> **EXERCISE DIRECTIONS**: Print, please, the line that contains "Practice. Identify the small" and each line after it to the end of the entries, unchanged and with nothing else.

> **INPUT RECORDS**:
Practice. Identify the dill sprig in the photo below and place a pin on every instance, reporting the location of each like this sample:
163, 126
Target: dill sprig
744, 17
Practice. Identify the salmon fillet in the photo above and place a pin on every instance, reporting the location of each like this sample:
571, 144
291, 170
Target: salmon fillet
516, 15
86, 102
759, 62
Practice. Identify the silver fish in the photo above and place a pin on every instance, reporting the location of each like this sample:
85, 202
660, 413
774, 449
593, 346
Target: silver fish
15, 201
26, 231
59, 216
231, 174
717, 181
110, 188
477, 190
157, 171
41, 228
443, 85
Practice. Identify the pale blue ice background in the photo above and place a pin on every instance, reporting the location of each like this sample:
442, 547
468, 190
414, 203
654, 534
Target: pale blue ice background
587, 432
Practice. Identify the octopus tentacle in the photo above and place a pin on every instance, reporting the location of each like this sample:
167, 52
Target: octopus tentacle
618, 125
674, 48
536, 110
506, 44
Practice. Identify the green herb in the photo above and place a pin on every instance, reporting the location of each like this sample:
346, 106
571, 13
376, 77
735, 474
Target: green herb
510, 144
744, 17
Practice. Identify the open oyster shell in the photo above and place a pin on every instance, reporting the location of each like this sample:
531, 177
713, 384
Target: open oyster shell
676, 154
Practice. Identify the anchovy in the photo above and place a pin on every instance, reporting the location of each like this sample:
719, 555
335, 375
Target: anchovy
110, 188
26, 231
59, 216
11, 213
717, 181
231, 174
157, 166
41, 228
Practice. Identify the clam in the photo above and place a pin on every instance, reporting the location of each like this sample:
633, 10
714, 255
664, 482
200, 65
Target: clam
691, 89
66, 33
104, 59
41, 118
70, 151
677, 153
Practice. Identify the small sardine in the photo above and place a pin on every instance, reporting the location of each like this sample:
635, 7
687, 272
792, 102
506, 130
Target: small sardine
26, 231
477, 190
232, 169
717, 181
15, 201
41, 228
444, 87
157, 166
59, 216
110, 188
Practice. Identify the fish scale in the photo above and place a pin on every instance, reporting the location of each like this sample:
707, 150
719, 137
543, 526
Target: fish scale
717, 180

> **EXERCISE OUTPUT**:
Practice. Identify the small sardine in the photo above and place a pin on every instance, reporting the location of each like this sample:
635, 7
687, 272
792, 102
506, 130
Target: small sardine
26, 231
477, 190
232, 169
717, 181
15, 201
41, 228
444, 87
157, 166
59, 216
110, 188
Practice. Identify the fish scale in the photo above and place a pin on every instance, reporting the location of each like this sample:
707, 150
719, 137
543, 526
Target: fish scale
717, 180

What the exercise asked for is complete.